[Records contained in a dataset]
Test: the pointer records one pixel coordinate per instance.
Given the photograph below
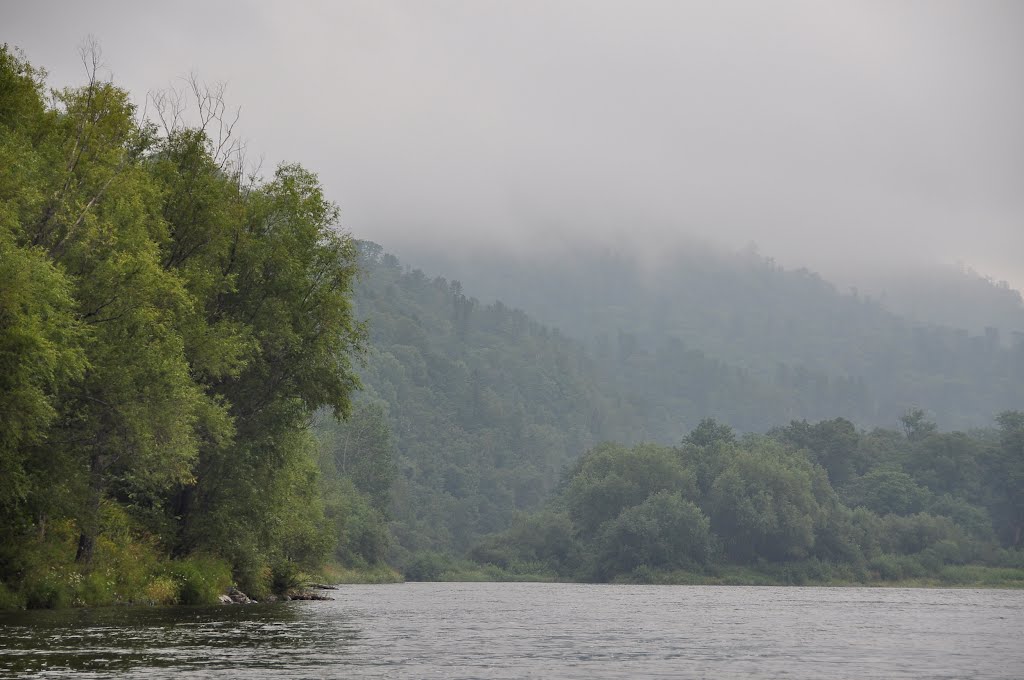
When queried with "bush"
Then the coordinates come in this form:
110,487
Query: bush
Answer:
426,566
201,580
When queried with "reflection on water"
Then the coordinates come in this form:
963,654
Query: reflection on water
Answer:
538,630
199,640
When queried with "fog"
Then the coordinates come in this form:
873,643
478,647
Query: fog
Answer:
841,136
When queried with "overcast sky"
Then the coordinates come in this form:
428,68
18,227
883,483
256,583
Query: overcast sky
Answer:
824,132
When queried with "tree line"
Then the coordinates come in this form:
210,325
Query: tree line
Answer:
169,326
820,502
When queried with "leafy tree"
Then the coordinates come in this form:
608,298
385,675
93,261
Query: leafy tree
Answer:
665,532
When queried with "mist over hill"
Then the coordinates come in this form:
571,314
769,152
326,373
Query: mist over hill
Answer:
817,349
488,406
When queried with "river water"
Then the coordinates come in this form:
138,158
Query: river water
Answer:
538,630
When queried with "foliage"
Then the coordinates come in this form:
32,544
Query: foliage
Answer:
168,328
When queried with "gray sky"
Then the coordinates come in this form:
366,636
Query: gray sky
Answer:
832,134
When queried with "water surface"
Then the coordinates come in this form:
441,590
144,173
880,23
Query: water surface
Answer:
538,630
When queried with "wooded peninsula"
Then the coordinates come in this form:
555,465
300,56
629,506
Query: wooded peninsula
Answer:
205,383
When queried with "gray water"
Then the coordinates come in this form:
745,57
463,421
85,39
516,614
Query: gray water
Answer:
538,630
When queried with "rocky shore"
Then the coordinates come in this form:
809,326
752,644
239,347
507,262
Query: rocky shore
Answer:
236,596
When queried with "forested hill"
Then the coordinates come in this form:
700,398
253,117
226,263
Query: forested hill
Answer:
815,350
487,407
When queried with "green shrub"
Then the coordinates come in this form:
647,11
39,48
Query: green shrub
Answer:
426,566
201,580
10,599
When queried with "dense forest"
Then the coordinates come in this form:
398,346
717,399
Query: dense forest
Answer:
168,329
819,503
812,351
204,382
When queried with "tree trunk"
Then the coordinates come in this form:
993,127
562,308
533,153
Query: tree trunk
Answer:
90,520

• Request
Transcribe the whole listing exactly. Pictures are excluded.

• Output below
Test: the pointer records one pixel coordinate per instance.
Given the photograph below
When queried with "bush"
Then the coordinates come in this form:
110,487
Query: bush
Answer:
426,566
201,580
When queried with "reflection on water"
Then the coordinates come in this form:
963,654
Query: reflection on water
Answer:
538,630
199,640
When queried with "fog"
Then the coordinates come in this form:
873,643
478,647
Query: fog
Answer:
841,136
When queried with "overcast sky"
Then the coordinates come in this form:
428,68
18,227
883,483
256,583
Query: overcast sky
Answer:
824,132
When queried with "tree line"
Then the coordinates come in this form:
210,325
Query: tree line
Answer:
169,326
820,502
When queried with "leafy tree"
Then the coordinates come in this form:
608,298
385,675
93,261
Query: leafy tree
Answer:
665,532
When queried with "mist over hill"
Then the coordinates come in this form:
571,314
769,152
326,373
Query: mist over hill
Answer:
817,349
488,406
When queried with "river water"
Then the coordinates come in this form:
138,158
Query: river water
Answer:
538,630
When queried with "foliage"
Then the coordinates come in this form:
32,544
Query: foliage
Answer:
168,328
When queried with "gray sky"
Then the coordinates come in this form:
366,636
Query: gray sky
Answer:
832,134
When queried with "water surface"
Then the coordinates come in this form:
441,590
144,173
880,23
Query: water surface
Answer:
538,630
When queried with "wooded peninsula"
Then the coordinates come in this form:
555,465
300,56
629,506
Query: wooded peninsula
Answer:
205,383
When queried with "gray water"
Then the coordinates come in this form:
745,57
463,421
85,39
516,614
Query: gray water
Answer:
538,630
When queried with "rocky shore"
Then the coordinates come in this form:
809,326
752,644
239,347
507,262
Query: rocky shore
Answer:
236,596
When queried with "forested hill"
Then the coordinates come in this form:
700,398
253,117
226,263
Query: forested hill
Answer:
815,350
487,407
When queried with "green shrub"
Then the coordinates come in this form:
647,11
39,48
Query: green shrub
Answer:
426,566
201,580
10,599
When queried with "dense forest"
Then the coordinates come in this form:
398,346
717,399
Query: dense forest
Answer:
168,329
819,503
812,351
204,382
When queried with "tree trunk"
Then the coordinates come in this form:
993,127
562,308
533,153
Query: tree trunk
Answer:
90,520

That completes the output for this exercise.